◆ Source records:
<<<<

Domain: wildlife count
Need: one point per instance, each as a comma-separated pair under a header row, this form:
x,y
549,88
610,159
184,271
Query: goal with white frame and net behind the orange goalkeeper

>>>>

◆ INSTRUCTIONS FOR THE TASK: Please restate the records in full, word for word.

◆ EXPECTED OUTPUT:
Domain: wildlife count
Need: one point per instance, each as a comma-separated pair under a header row, this form:
x,y
549,88
610,159
184,271
Query: goal with white frame and net behind the orange goalkeeper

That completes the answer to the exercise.